### Exercise instructions
Produce as output only the lines below starting at the line with "Target = large boulder" and continuing through the line with "Target = rocky ledge", each one exactly as written.

---

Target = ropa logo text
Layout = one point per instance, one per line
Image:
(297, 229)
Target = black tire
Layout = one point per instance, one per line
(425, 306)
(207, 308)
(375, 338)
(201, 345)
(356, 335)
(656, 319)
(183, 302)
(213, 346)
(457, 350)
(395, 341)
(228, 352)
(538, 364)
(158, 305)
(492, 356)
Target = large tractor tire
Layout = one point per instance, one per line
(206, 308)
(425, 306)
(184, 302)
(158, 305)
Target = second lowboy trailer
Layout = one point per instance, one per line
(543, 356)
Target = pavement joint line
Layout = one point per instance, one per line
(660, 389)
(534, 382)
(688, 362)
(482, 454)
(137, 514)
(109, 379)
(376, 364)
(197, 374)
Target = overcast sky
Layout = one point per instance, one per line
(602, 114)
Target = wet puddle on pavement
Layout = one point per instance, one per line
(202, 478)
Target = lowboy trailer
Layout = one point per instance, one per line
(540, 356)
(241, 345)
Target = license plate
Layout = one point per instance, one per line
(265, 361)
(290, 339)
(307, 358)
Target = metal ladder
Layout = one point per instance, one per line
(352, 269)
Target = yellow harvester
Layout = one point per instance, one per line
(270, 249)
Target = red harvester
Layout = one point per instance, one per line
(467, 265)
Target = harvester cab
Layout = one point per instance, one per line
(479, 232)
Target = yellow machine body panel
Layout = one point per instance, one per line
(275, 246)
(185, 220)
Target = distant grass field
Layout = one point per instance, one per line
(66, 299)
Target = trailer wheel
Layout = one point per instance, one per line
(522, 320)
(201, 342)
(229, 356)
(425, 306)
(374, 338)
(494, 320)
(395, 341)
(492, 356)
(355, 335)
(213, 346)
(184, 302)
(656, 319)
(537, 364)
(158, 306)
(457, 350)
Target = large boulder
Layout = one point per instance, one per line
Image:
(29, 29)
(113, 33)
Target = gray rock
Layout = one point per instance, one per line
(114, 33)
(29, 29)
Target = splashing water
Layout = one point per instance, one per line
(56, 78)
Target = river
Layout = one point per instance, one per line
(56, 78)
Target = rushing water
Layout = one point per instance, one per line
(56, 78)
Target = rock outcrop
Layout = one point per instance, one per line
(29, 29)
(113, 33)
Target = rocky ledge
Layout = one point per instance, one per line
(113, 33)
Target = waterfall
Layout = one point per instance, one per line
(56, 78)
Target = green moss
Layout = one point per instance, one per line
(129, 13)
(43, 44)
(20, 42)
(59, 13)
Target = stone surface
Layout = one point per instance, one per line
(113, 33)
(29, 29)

---

### Solution for this exercise
Target = large boulder
Layout = one point per instance, one per line
Image:
(29, 29)
(113, 33)
Target = gray rock
Layout = one point per instance, one per line
(114, 33)
(29, 29)
Target = splashing water
Layout = one point per instance, one per line
(56, 78)
Target = river
Layout = one point per instance, one per line
(56, 78)
Target = rushing water
Layout = one point per instance, one per line
(56, 78)
Target = rock outcrop
Layout = one point per instance, one per line
(29, 29)
(113, 33)
Target = rocky ledge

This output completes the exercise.